··· SOURCE EXCERPT ···
Using Animation to Understand Algorithms in a
Multimedia Teaching System

Kai Warendorf, Wen-Jing Hsu, Yew-Chong Chia
School of Applied Science
Nanyang Technological University
Singapore 639798
wdorf@uranus.sas.ntu.ac.sg, hsu@ntuvax.ntu.ac.sg

Abstract

An algorithm animation environment is a means for exploring the dynamic behavior of algorithms that makes a fundamental improvement in the way we understand and think about algorithms. It presents graphical views of an algorithm in action, exposing properties that might otherwise be difficult to understand. In the first phase a user-friendly tool was developed that can animate selected algorithms (ALGANI 1). The second phase involves developing a platform that can animate arbitrary algorithms (ALGANI 2).

Keywords

algorithms, animation, multimedia, teaching.

1 Introduction

In an algorithm animation environment [Brown 1988], the dynamic behavior of algorithms can be explored and uncovered. Through the use of multiple graphical displays, all views are updated simultaneously in real time as the algorithm is executed. New algorithms, graphical displays, and input generators can be implemented and run with existing libraries of these components. This environment makes use of the concept of a script (typically used as high-level macros) to allow interactiveness. An obvious application of an algorithm animation environment is to show static diagrams of algorithms and data structures in a teaching environment. Students can further explore the properties of an algorithm by using their own data with different displays (from a library of existing displays). More advanced students can code their own algorithms and utilize the set of displays available in the system.
··· LISTED RECORDS ···
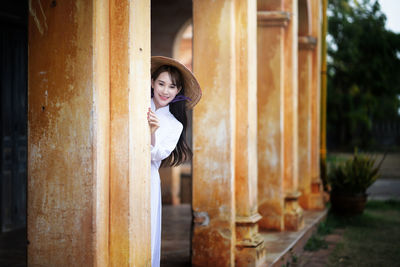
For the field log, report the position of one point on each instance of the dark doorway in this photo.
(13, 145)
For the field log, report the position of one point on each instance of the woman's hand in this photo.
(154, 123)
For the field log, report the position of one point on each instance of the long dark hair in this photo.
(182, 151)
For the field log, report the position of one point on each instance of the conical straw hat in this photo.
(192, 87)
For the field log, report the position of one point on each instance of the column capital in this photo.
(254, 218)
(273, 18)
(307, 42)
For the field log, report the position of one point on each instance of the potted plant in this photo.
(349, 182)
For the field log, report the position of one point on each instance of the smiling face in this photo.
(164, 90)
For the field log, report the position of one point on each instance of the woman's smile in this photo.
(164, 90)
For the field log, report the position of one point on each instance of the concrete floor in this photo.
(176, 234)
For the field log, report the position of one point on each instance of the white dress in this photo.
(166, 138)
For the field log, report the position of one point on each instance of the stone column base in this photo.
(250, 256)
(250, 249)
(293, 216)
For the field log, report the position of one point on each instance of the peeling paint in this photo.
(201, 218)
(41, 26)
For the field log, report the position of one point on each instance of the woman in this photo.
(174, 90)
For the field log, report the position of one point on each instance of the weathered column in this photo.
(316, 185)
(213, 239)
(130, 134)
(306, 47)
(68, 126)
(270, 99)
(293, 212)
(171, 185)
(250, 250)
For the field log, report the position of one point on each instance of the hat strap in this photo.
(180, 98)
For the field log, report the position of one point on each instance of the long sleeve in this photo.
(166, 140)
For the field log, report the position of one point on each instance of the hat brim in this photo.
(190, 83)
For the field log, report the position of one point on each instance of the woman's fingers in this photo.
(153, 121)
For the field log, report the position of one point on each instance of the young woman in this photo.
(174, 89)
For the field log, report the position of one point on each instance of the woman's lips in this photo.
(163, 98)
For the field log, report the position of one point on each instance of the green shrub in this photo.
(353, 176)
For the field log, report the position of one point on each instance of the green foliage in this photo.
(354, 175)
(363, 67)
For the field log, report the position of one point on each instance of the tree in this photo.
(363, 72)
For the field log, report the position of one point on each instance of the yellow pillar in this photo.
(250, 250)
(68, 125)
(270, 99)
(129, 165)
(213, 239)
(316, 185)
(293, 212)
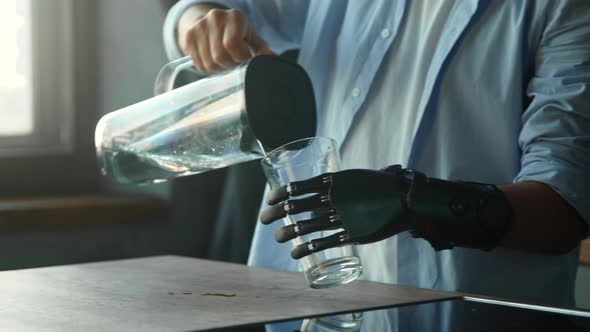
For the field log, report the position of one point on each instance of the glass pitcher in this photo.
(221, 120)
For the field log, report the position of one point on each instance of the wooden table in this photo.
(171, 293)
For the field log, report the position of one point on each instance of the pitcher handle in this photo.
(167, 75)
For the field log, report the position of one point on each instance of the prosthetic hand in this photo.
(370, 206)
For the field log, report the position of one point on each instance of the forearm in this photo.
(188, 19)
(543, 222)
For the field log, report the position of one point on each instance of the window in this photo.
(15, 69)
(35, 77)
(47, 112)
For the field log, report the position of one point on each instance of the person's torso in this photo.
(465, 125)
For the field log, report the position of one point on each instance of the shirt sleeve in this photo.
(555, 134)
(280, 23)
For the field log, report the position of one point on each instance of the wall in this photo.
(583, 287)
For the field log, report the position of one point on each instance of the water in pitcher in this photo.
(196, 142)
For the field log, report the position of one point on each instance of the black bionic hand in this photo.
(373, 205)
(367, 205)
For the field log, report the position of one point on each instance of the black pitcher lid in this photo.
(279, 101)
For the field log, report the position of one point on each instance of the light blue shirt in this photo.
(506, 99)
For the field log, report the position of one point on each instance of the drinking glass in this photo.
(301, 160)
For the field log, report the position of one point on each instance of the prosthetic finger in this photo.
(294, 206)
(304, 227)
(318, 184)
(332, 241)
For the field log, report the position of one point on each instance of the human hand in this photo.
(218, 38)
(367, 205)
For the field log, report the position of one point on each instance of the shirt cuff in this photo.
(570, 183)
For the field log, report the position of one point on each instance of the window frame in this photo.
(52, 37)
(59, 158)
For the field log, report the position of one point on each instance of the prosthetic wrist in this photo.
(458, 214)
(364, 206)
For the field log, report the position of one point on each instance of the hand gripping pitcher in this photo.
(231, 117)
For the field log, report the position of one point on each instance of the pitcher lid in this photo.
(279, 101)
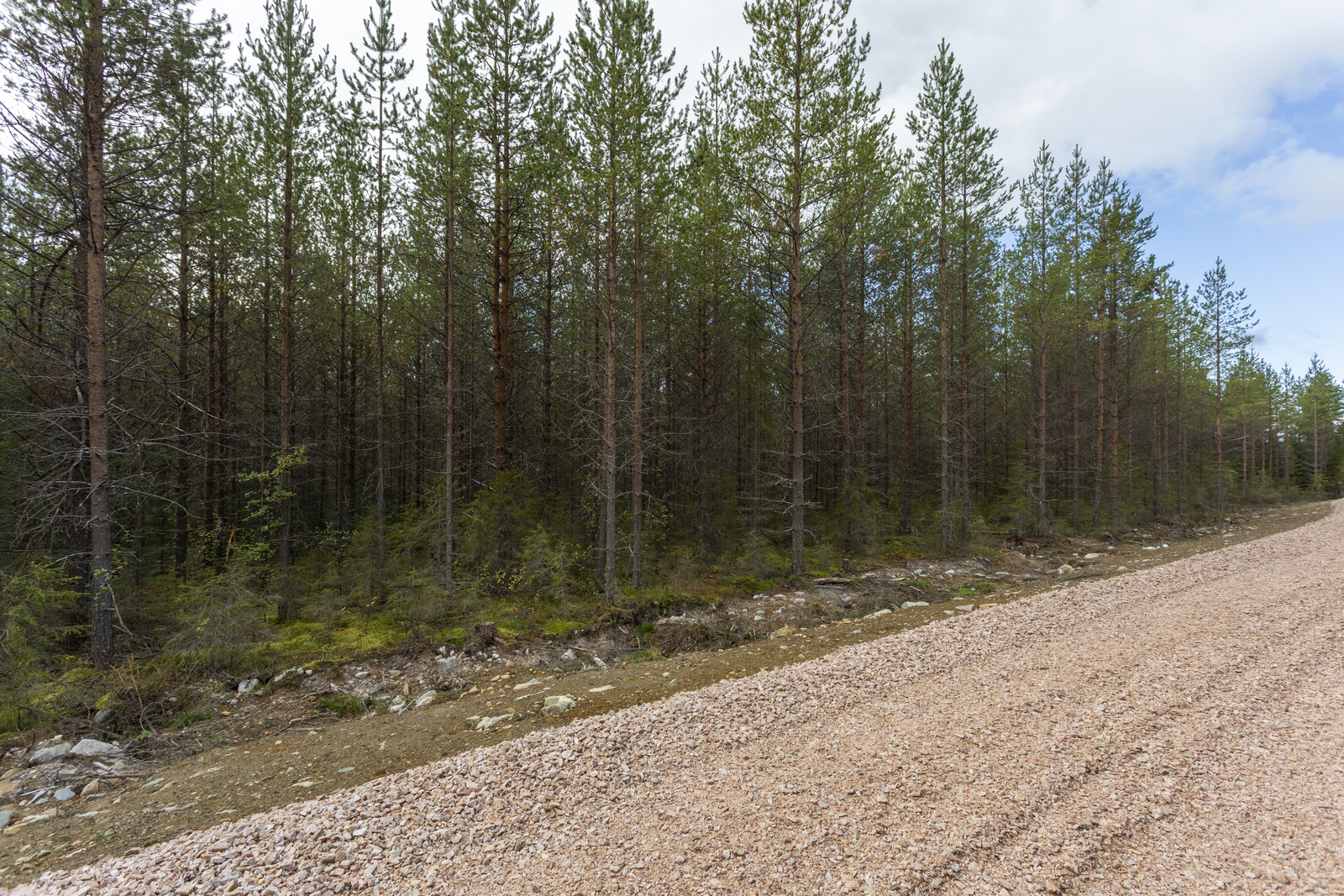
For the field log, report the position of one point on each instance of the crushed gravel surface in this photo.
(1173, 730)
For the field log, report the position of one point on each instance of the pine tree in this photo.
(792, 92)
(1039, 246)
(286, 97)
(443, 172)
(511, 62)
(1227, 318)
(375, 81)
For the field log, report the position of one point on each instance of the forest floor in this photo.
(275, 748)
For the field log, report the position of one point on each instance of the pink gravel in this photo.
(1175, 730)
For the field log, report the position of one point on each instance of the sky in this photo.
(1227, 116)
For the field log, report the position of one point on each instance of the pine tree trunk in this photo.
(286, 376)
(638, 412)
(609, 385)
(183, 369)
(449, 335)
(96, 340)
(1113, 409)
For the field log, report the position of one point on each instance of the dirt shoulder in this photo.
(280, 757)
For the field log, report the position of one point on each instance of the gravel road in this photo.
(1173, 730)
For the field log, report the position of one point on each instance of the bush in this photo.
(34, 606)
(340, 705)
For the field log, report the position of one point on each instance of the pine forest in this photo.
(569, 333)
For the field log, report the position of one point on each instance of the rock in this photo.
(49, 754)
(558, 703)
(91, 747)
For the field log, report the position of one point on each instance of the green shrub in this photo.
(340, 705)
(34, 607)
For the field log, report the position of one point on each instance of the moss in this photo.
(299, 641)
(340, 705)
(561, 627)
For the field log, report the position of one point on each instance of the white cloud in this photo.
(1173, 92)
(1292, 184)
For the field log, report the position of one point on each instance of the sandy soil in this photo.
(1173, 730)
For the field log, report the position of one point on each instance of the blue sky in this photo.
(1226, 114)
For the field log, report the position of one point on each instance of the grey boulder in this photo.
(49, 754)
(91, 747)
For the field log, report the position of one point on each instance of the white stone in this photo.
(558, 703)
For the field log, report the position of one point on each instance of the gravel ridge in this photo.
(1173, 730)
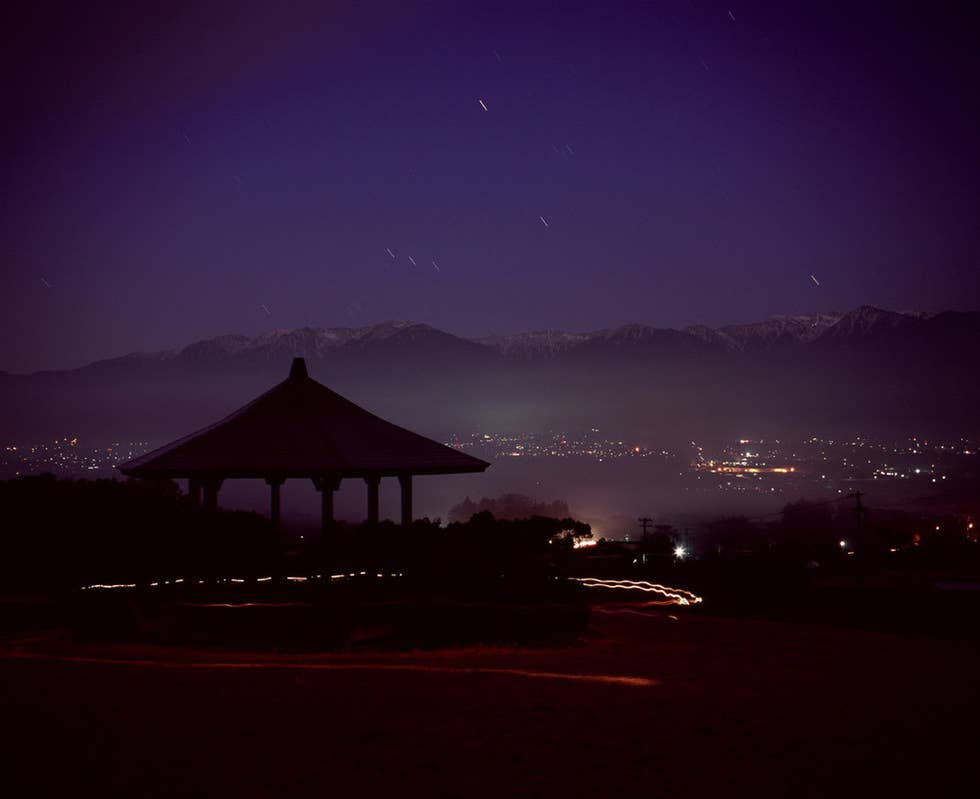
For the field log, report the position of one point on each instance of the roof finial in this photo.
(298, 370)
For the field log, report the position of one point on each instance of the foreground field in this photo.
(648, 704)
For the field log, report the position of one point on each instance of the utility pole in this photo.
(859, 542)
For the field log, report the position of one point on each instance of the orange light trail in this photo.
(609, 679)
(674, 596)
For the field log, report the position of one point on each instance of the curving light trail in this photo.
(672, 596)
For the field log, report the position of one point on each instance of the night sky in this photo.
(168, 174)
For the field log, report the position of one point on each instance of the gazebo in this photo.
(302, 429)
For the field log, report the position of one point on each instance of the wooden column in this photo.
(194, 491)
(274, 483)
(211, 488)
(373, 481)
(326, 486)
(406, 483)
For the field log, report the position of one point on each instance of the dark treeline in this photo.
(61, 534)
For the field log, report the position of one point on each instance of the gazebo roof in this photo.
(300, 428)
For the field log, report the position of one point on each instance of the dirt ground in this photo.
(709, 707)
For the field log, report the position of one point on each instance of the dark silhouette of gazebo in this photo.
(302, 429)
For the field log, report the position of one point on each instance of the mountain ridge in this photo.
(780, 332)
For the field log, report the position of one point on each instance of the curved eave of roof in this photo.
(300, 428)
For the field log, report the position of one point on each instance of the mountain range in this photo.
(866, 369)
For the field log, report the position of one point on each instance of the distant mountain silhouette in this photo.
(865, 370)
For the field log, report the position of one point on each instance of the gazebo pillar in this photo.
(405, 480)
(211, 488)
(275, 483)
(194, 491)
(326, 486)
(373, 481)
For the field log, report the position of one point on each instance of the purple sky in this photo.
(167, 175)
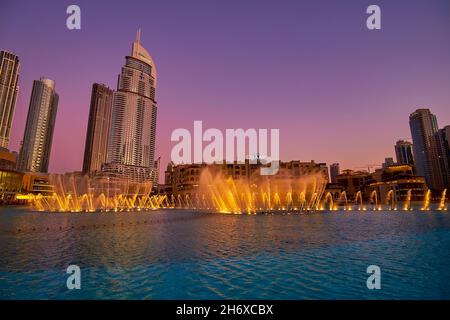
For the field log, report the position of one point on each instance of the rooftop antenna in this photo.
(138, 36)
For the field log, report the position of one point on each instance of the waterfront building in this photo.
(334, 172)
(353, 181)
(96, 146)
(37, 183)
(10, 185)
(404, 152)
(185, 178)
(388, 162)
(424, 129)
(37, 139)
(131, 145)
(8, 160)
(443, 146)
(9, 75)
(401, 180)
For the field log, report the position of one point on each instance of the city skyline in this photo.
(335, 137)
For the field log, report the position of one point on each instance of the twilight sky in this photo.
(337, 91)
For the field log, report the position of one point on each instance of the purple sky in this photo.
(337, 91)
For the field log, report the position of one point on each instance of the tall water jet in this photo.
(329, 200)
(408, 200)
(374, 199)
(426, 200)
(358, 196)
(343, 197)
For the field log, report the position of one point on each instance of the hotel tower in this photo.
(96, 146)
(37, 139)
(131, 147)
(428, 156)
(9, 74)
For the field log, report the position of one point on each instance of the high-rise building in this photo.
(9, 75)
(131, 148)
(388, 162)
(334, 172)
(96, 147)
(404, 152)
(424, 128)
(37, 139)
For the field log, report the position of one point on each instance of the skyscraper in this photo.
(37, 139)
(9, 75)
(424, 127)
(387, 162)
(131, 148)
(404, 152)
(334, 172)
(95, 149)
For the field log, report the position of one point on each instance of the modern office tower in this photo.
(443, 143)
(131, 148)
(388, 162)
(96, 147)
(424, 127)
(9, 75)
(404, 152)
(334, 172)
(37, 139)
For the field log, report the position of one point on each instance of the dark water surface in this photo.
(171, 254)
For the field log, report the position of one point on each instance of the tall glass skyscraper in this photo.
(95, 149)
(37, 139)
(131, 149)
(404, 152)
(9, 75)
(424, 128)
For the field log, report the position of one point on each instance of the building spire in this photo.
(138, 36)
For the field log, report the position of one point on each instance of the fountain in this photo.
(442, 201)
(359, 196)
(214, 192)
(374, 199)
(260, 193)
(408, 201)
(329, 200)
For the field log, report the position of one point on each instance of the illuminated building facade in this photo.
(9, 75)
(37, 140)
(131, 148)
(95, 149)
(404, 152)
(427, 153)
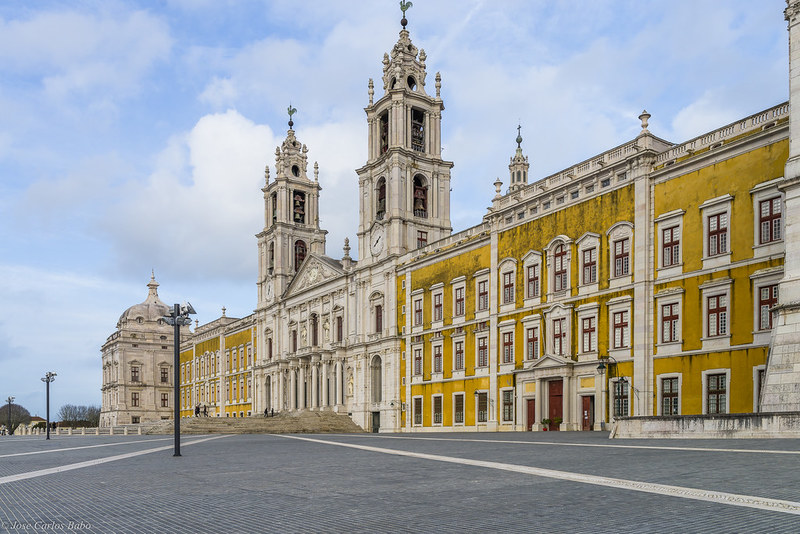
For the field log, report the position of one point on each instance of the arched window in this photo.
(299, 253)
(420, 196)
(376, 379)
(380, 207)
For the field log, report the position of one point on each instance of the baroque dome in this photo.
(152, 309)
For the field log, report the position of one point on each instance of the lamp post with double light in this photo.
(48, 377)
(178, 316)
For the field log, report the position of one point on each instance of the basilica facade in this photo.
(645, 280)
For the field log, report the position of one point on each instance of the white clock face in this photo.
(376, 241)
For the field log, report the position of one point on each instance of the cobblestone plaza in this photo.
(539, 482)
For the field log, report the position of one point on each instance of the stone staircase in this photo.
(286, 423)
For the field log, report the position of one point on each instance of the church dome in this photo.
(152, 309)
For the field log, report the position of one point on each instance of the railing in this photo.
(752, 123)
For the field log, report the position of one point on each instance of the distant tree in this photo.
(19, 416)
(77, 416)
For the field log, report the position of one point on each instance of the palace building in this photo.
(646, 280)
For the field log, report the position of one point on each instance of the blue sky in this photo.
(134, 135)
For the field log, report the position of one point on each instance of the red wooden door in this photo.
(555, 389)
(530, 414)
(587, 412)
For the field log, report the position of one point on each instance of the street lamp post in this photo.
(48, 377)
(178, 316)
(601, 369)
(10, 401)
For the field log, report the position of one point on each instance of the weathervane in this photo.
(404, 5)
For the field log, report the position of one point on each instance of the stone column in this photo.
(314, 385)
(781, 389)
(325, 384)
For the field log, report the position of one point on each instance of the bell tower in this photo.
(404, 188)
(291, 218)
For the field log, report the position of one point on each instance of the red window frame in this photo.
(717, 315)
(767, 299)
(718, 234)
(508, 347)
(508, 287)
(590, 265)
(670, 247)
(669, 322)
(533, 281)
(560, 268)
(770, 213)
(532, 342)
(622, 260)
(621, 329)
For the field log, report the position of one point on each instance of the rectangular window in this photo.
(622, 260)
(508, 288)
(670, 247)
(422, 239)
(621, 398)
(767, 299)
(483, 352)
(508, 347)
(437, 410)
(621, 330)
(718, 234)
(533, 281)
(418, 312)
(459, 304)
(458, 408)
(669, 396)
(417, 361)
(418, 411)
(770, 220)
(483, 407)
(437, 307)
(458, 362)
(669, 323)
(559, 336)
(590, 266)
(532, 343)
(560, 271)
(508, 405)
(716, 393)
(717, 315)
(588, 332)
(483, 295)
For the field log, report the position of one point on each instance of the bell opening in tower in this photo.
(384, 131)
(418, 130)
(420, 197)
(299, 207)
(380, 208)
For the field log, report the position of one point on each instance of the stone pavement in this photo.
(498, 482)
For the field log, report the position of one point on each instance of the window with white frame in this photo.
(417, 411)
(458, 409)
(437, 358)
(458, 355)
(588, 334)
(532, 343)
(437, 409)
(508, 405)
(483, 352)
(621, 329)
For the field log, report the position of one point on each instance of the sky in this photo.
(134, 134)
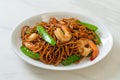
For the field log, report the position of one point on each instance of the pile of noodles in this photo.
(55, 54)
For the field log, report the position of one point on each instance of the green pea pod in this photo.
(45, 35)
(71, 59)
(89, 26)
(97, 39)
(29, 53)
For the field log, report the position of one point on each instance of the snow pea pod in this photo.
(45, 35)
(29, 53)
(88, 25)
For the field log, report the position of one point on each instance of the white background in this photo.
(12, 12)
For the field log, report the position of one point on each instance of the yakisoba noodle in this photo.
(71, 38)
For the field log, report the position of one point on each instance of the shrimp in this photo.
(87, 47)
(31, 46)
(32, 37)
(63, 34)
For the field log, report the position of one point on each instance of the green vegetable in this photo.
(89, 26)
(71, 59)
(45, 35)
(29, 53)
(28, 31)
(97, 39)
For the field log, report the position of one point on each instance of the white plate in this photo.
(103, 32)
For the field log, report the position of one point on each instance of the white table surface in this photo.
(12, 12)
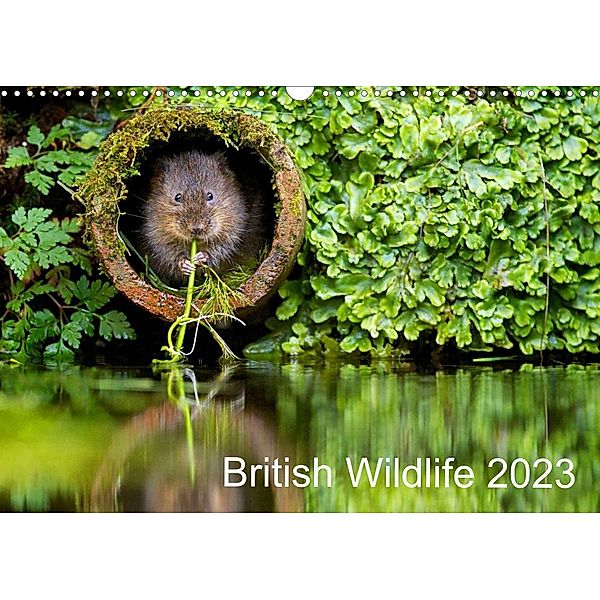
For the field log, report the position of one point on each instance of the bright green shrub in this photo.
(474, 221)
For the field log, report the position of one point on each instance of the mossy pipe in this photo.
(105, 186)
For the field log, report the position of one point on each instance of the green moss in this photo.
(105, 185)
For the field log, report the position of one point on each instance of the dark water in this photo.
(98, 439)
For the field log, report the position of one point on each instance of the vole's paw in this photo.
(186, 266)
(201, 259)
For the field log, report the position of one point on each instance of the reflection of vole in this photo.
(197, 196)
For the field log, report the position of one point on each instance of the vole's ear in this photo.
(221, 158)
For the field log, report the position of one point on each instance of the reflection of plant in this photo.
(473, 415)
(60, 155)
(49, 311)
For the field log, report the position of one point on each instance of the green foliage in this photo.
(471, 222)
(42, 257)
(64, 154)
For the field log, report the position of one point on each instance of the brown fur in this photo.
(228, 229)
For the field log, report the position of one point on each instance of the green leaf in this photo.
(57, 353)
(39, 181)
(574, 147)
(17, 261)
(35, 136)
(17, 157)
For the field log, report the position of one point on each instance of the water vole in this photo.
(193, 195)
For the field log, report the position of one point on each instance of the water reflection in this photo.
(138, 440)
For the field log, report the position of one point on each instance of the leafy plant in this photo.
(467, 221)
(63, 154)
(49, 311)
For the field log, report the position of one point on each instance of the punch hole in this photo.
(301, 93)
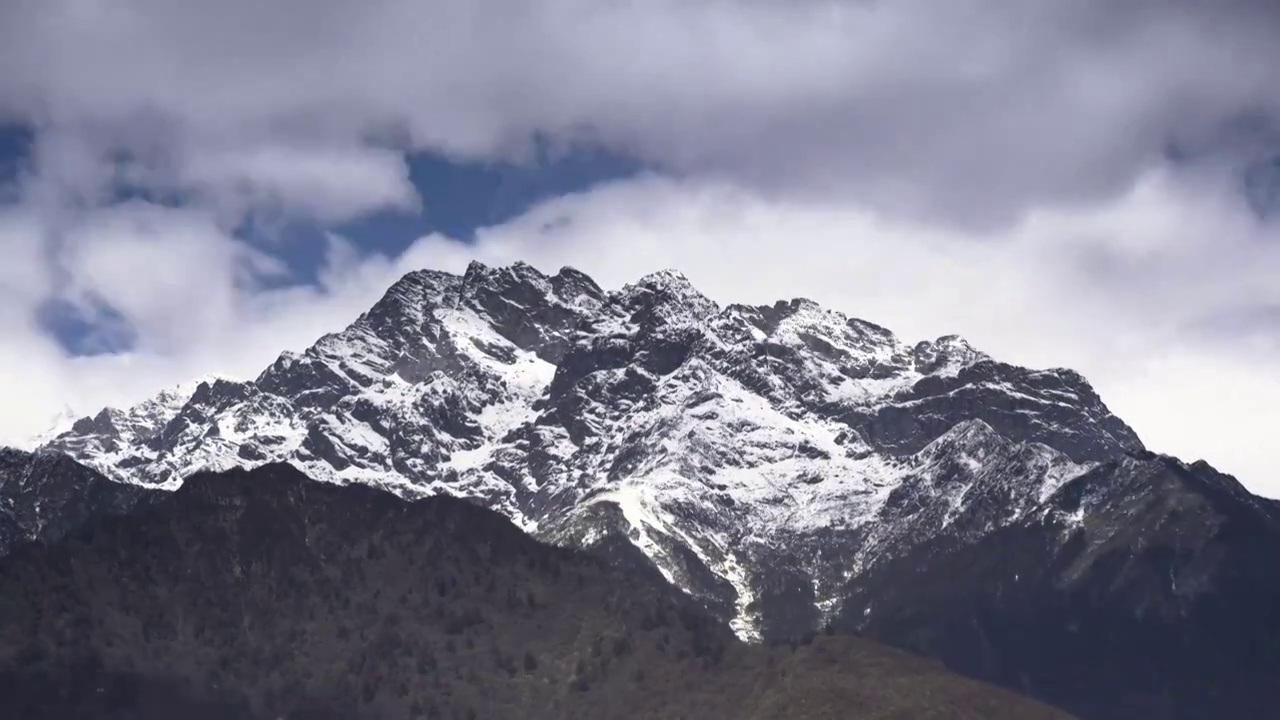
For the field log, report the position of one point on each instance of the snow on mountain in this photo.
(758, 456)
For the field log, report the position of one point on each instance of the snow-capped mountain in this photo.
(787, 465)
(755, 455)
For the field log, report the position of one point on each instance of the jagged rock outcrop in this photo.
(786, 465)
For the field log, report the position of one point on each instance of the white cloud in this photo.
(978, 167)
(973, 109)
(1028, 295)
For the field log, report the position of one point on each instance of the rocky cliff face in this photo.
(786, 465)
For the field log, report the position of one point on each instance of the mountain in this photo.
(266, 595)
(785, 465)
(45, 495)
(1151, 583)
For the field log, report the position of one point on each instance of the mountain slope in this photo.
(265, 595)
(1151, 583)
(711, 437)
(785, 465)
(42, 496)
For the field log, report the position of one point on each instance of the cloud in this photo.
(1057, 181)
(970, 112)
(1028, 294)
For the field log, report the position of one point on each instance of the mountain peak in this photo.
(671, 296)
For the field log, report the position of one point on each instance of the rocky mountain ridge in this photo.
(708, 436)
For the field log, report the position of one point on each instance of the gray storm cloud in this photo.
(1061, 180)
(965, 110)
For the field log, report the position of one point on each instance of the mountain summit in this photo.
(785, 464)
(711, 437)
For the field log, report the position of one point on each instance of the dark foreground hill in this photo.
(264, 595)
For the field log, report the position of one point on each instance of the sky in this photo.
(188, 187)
···
- **OBJECTIVE**
Rewrite the part of the algorithm animation paper that begins at the words "Kai Warendorf, Wen-Jing" and stops after "algorithms (ALGANI 2).", changing "user-friendly" to "easy-to-use". These records were drawn from a separate source.

- **COMPLETE ANSWER**
Kai Warendorf, Wen-Jing Hsu, Yew-Chong Chia
School of Applied Science
Nanyang Technological University
Singapore 639798
wdorf@uranus.sas.ntu.ac.sg, hsu@ntuvax.ntu.ac.sg

Abstract

An algorithm animation environment is a means for exploring the dynamic behavior of algorithms that makes a fundamental improvement in the way we understand and think about algorithms. It presents graphical views of an algorithm in action, exposing properties that might otherwise be difficult to understand. In the first phase a easy-to-use tool was developed that can animate selected algorithms (ALGANI 1). The second phase involves developing a platform that can animate arbitrary algorithms (ALGANI 2).